→ BRIEF: Repeat every entry exactly. Leave nothing out.

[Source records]
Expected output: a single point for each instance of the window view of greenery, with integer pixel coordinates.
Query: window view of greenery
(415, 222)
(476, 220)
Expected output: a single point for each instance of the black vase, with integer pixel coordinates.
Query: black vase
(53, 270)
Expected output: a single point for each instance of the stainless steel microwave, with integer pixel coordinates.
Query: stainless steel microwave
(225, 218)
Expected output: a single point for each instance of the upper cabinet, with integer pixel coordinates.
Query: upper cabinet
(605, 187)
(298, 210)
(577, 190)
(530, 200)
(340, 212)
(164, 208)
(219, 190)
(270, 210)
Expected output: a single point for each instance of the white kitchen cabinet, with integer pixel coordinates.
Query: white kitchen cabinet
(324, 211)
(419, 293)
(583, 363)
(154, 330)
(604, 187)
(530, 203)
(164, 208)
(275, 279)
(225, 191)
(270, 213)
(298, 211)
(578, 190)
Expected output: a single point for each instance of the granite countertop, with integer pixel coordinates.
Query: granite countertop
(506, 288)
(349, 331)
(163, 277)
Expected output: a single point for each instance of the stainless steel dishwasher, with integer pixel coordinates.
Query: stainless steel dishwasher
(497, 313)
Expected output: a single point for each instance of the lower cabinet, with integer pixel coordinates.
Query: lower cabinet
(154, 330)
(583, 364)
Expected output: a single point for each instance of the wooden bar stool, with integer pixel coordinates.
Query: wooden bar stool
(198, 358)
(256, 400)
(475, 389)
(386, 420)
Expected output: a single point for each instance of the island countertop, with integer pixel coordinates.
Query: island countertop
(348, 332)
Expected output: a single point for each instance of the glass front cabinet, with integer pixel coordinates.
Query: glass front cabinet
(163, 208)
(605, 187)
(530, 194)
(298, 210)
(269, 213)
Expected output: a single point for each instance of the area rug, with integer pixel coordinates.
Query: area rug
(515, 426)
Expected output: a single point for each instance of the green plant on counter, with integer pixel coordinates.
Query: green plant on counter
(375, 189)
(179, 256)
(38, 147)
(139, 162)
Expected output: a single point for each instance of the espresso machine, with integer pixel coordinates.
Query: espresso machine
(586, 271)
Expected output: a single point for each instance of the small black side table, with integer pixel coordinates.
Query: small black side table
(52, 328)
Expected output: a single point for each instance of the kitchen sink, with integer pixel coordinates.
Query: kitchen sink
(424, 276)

→ EXERCISE SOLUTION:
Expected output: a single point for each instance of the window view of greenery, with integer pixel coordinates.
Query: window view of greenery
(415, 222)
(476, 220)
Expected output: a single point for each instance of the black vase, with integer pixel coordinates.
Query: black vase
(53, 270)
Expected output: a single point for each instance of the stainless steel microwave, with integer pixel coordinates.
Query: stainless steel microwave
(225, 218)
Expected output: a single point for each instance of the upper cabinet, with integer pixel coordinates.
Query: upper cabinet
(605, 187)
(298, 210)
(577, 190)
(530, 200)
(340, 212)
(164, 208)
(219, 190)
(270, 210)
Expected output: a single point for each instance of the white kitchen cabinet, with integer pixel coordinates.
Query: white kitchen cabinet
(324, 211)
(419, 293)
(583, 363)
(154, 330)
(604, 187)
(530, 203)
(164, 208)
(275, 279)
(225, 191)
(270, 213)
(298, 211)
(578, 190)
Expected output: a single point for each instance of the granite countertop, with integer pixel coordinates.
Query: granite countertop
(506, 288)
(349, 331)
(163, 277)
Expected output: a single point for each instance of the stainless steel dishwasher, with integer pixel coordinates.
Query: stainless steel dishwasher
(497, 313)
Expected output: a single point for each instance of the lower cabinet, with integer pixel coordinates.
Query: lower cabinet
(154, 330)
(583, 364)
Expected output: a single point for each instance of the wooden bar stool, with integer pixel coordinates.
Query: wooden bar stool
(198, 358)
(256, 400)
(475, 389)
(386, 420)
Expected output: a single point for each instance of the island countertop, with integer pixel coordinates.
Query: island countertop
(348, 332)
Expected output: a single point for each instance of the glass front cabinet, with integer pixel coordinates.
Query: glass front cabinet
(163, 208)
(605, 187)
(530, 194)
(298, 210)
(269, 213)
Expected output: a single point for each instance of the area rug, with integer pixel coordinates.
Query: area rug
(515, 426)
Expected output: a single point for each instance of the green plant on counter, with integer pixel coordinates.
Query: green plant on counter
(375, 189)
(179, 256)
(38, 147)
(139, 162)
Expected output: a single point for each instance of the espresso machine, with integer pixel coordinates.
Query: espresso machine
(586, 271)
Expected output: a single point for each instance of the small black side table, with integer pixel coordinates.
Query: small black side table
(52, 328)
Expected output: a single point for each instance of the kitchen sink, with integer pixel coordinates.
Query: kitchen sink
(424, 276)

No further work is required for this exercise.